Format the items below as a JSON list of strings, with one string for each line and blank lines skipped. Omit the pictures.

──────── Stored rows

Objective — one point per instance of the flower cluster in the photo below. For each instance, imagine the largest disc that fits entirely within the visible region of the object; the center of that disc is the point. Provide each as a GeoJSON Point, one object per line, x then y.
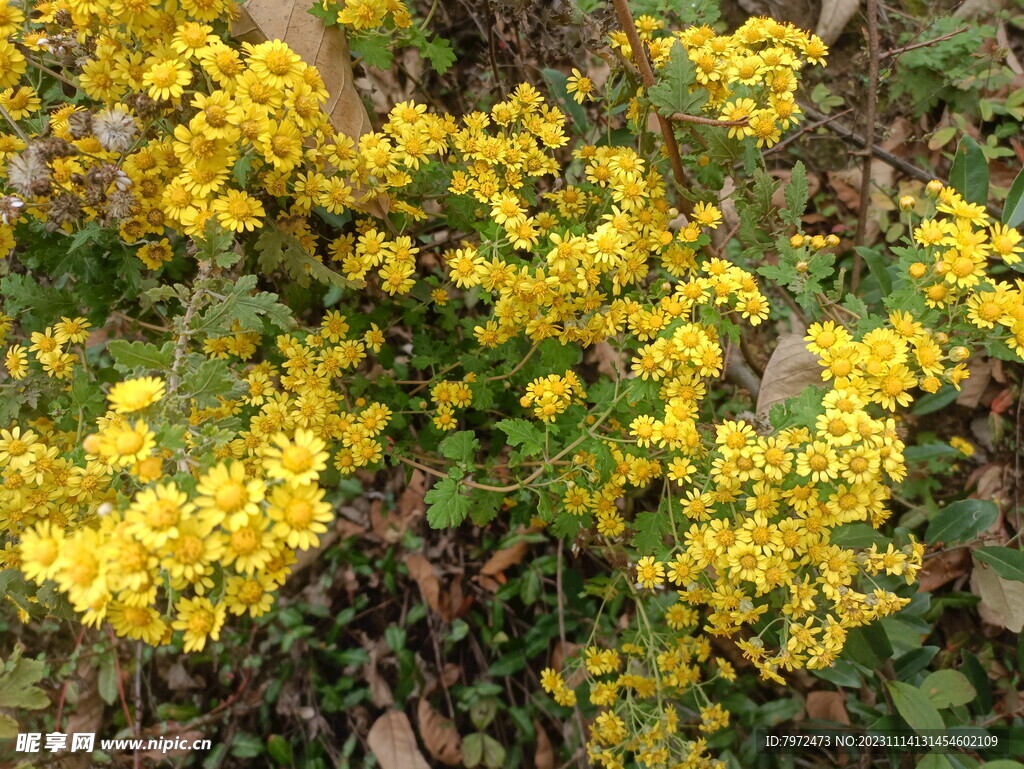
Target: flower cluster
{"type": "Point", "coordinates": [750, 77]}
{"type": "Point", "coordinates": [127, 524]}
{"type": "Point", "coordinates": [552, 394]}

────────────────

> [Worked answer]:
[
  "Objective — one point per instance of the flower cluster in the photo below. For each instance, imagine the largest disc that fits entirely within the visible region of the object; the center of that disc is the point. Provide each as a GeoJSON Point, one object per line, x then y.",
  "Target: flower cluster",
  "{\"type\": \"Point\", \"coordinates\": [750, 77]}",
  "{\"type\": \"Point\", \"coordinates\": [127, 524]}",
  "{\"type\": \"Point\", \"coordinates\": [552, 394]}"
]